---------- RECORDS SUPPLIED ----------

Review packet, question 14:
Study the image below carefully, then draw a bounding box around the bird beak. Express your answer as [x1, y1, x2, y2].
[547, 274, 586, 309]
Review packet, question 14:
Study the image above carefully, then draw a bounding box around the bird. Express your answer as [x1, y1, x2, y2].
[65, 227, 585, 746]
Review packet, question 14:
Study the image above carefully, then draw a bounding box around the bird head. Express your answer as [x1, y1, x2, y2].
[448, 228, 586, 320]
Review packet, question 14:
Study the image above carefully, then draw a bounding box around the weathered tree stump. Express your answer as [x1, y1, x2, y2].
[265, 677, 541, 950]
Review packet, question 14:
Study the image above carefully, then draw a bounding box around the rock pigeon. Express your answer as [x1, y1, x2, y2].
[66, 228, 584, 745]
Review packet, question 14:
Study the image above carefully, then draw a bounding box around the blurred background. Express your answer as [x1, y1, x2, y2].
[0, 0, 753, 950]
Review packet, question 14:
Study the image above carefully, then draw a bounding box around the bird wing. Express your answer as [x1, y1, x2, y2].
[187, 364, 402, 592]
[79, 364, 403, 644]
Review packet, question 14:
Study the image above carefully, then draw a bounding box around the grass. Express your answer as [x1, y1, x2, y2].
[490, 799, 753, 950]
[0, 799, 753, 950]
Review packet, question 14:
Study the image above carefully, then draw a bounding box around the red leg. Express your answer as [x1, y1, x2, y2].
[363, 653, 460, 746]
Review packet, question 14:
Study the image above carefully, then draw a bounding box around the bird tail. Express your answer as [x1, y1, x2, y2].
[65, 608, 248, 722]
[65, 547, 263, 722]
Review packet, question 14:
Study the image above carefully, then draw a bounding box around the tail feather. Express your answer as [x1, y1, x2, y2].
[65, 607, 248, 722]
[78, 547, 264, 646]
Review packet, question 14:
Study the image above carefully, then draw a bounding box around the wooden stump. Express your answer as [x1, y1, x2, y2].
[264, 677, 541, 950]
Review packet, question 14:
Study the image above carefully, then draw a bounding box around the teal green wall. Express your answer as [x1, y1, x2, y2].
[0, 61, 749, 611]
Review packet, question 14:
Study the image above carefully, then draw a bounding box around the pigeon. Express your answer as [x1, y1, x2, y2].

----------

Can you repeat the data above word for word, from its first line through the line that contains "[0, 61, 749, 611]", with both of those lines included?

### EXERCISE OUTPUT
Review packet, question 14:
Study the image below carefully, then draw a bounding box around the bird beak. Express your answer as [x1, y1, x2, y2].
[547, 274, 586, 309]
Review packet, question 14:
Study the image above carefully, then draw a bounding box around the bird. Express your answer as [x1, y1, x2, y2].
[65, 227, 585, 746]
Review packet, question 14:
Study the image above carefully, then draw a bounding box around the bird head. Express your answer as [x1, y1, x2, y2].
[448, 228, 586, 320]
Review packet, question 14:
Study the image above carefully, then draw a bounding box around the weathered tree stump. Express your answer as [x1, y1, x2, y2].
[265, 677, 541, 950]
Review packet, question 14:
Study the image above carefully, then draw a bounding box around the rock pigeon. Express your answer as [x1, y1, x2, y2].
[66, 228, 584, 745]
Review packet, question 14:
Study the image above carefully, then draw a bounding box around the blurred background. Express your answer as [x1, y1, x2, y2].
[0, 0, 753, 950]
Review packet, question 14:
Study the image above carefully, then draw a bounding box around the bird wing. Express your answer as [x1, y1, x2, y2].
[187, 364, 402, 592]
[79, 364, 403, 644]
Review packet, question 14:
Study the image above carefully, then draw a bounding box around the grass. Express your answer as [x1, y1, x2, y2].
[490, 799, 753, 950]
[0, 799, 753, 950]
Review packet, question 14:
Study the image above carefully, then draw a bounding box around the red leg. Express your answer as [x1, y1, x2, y2].
[363, 653, 460, 746]
Review packet, question 14:
Study the image above carefully, then draw a bounding box around the bird tail. Express your answer as [x1, y1, x2, y2].
[65, 608, 248, 722]
[65, 547, 263, 722]
Review packet, question 14:
Study the image above carefully, then draw a bounding box around the tail feather. Express your answer as [x1, y1, x2, y2].
[65, 607, 248, 722]
[78, 547, 264, 646]
Review packet, question 14:
Study the image above carefully, then draw a bounding box around the wooden stump. Express your answer as [x1, y1, x2, y2].
[264, 677, 541, 950]
Review packet, question 14:
Study the image above carefully, then draw a bounding box around the teal green wall. Express your answer as [x1, y1, x2, y2].
[0, 61, 749, 611]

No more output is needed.